P.S. Lady Di had an inborn love to kids: she even worked as kindergarten teacher when she was 18! Small remark: it was a private kindergarten for kids from rich, privileged families.  

Saturday, May 3, 2014

Reading News.

Thinking a career in journalism, I started reading different media resources both in Russian and English pretty often. Things happening in Ukraine made me read them even more often, every morning opening the Internet expecting the worst. Yesterday my fears came true: Odessa happened. But it wasn’t just nightmare of a lot of people being killed without any reasons or explanations that made me angry. It was actually another story that was in the top list of BBC that I read right after reading about conflict in Ukraine. Jeremy Clarkson: BBC upbraids presenter over 'racist' clip. Basically, three pages discussing whether some journalist from BBC used an N-word in his clip
“filmed several years ago and never broadcast” or not. The article cites different editors and the journalist himself, gives arguments pro and contra and discusses whether Mr. Clarkson should be punished or not. Finally, it posts the video itself. I watched it three times in a row. Here it is: http://www.mirror.co.uk/news/uk-news/video-watch-jeremy-clarkson-use-3481201
I mean, may be English is not my native language, but  for God’s sake, there is NO N-word in this clip: the guy pronounces his speech very quickly and unclear so you can notice there whatever you want.

→ **Available data**:
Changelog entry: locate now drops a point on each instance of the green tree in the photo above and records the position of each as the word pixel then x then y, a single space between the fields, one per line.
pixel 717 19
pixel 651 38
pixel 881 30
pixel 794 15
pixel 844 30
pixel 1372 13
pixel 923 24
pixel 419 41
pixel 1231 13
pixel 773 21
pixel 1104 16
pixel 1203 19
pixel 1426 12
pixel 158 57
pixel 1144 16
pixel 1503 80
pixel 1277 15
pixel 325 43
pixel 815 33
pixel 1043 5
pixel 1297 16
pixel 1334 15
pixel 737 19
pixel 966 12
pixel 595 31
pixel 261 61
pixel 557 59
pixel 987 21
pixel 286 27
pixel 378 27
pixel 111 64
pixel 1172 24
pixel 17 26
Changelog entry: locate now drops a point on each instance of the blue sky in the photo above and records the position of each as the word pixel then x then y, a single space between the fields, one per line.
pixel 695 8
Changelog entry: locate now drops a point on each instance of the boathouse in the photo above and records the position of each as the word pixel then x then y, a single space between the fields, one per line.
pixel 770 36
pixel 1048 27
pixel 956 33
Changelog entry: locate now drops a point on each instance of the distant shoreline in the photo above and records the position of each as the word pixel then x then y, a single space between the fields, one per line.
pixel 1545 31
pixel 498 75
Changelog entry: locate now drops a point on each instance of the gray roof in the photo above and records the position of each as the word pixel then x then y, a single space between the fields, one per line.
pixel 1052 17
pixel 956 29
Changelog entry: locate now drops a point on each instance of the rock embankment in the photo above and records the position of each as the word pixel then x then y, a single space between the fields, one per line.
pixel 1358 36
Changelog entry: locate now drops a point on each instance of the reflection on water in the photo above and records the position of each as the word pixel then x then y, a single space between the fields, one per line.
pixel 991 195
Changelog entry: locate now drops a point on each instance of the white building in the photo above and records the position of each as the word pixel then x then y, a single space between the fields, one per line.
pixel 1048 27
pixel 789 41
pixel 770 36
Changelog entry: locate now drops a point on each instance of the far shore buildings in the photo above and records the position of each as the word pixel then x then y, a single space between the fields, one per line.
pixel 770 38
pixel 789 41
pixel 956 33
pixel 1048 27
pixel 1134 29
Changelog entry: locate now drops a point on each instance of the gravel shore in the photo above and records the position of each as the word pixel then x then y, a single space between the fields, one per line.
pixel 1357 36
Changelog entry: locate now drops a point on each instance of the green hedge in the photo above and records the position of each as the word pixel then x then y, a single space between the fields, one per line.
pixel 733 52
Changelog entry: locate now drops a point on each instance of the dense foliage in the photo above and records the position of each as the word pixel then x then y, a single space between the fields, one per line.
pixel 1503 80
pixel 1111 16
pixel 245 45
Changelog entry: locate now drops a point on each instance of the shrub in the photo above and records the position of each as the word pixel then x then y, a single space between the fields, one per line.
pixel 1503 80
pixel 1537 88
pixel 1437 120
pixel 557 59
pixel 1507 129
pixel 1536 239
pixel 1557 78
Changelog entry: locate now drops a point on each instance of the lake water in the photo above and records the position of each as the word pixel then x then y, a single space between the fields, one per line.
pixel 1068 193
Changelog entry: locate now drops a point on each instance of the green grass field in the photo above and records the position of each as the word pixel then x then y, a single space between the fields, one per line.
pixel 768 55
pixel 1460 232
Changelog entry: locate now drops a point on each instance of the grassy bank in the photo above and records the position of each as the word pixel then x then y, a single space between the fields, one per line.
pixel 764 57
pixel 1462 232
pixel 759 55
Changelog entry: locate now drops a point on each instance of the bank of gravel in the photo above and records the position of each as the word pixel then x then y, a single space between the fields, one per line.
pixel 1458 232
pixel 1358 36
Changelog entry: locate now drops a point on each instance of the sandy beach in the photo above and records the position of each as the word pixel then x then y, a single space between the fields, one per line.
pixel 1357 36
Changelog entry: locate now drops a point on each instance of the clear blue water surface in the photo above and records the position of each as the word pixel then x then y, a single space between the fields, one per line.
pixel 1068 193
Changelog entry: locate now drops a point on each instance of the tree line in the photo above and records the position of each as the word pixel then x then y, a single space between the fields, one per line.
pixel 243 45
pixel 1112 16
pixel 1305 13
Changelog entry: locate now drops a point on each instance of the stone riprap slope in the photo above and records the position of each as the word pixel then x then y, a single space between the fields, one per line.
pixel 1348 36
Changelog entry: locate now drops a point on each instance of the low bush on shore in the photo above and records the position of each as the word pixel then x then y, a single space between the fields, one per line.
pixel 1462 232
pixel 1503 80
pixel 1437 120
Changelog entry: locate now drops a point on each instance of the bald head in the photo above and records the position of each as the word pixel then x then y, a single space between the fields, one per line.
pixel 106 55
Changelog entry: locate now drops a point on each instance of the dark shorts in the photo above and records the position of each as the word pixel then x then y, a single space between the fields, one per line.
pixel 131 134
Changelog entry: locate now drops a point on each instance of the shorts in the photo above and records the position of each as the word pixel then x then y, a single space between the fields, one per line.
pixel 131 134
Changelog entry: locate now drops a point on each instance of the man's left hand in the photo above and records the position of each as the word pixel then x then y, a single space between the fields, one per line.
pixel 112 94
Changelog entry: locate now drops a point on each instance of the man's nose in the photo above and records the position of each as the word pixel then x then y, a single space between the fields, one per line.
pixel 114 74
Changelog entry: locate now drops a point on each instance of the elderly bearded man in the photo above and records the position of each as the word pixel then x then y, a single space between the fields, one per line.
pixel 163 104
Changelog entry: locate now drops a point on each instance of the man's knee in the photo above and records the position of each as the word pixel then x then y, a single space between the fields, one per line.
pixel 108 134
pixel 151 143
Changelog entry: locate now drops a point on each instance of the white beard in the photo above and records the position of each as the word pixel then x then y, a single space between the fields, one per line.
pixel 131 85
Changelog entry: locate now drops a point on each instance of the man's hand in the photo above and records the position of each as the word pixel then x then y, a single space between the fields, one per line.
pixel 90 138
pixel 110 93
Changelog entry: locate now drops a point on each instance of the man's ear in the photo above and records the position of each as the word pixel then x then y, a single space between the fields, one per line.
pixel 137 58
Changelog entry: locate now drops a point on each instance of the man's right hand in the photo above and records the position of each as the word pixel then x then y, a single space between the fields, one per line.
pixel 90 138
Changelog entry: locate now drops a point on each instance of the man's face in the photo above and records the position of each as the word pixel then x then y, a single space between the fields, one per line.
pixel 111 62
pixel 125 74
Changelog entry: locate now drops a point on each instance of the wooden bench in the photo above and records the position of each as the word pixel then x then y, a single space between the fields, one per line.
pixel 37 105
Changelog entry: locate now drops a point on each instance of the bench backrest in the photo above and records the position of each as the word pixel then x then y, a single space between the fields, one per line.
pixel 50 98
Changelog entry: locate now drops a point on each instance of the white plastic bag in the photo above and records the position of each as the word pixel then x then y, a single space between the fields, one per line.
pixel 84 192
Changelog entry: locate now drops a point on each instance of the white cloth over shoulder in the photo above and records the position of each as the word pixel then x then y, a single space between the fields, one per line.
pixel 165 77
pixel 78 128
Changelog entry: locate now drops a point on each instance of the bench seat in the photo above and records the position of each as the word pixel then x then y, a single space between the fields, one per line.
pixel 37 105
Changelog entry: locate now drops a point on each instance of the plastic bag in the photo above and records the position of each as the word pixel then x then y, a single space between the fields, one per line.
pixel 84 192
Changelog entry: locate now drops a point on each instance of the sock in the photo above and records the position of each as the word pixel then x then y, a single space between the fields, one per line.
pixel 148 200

→ **To do**:
A. List each person or place named in the blog excerpt about reading news, giving each one only once.
B. Please translate this sentence from the blog excerpt about reading news into Spanish: "I watched it three times in a row."
C. Continue the blog excerpt about reading news, starting after its final sentence.

→ **Exercise answers**:
A.
Lady Di
Ukraine
Odessa
Jeremy Clarkson

B. Lo vi tres veces seguidas.

C.
            Anyway, at the end of the article the journalist gives other examples of Mr. Clarkson “racism”: joking in his TV-show that “they would not receive complaints because the Mexican ambassador would be asleep” and using the word "slope" as an Asian man crossed a newly built bridge over the River Kwai in Thailand. I read this article right after reading about dozens of people being killed, injured, and arrested, about tanks shooting at the crowd of unarmed people, about the police not trying to prevent any acts of violence. Those stories were next to each other as “the most read” recently. Then I went to The New York Times to see what they say about this slaughter in Ukraine. There was nothing on the first page. Nothing! I had to go to “World” section to see four sentences with scant facts about the building on fire and 30 victims.

So three pages discussing whether some guy said N-word or not and how bad was his joke about Mexican minister and four sentences about dozens of people in Europe (not even in Africa!) dying ridiculously and pointlessly, by someone’s stupid mistake or by someone’s malicious intent. Obviously, everyone chooses whatever is more important for him, what he wants to discuss. But it seems to me ridiculous to organize huge discussions about gay marriages and to argue whether a girl should always pay for herself in the restaurant - in the world where we can’t prevent people from being killed for nothing, for someone’s wealth or power. I don’t talk about politicians and government (I never really relied on those ones), I talk about everyone’s personal responsibility. After all, mass media publishes not only things that they are told to publish but also things that a reader would like to see, that a reader loves to discuss. May be, we should start from fighting for basic human rights before talking about N-words or jokes about someone’s ministers?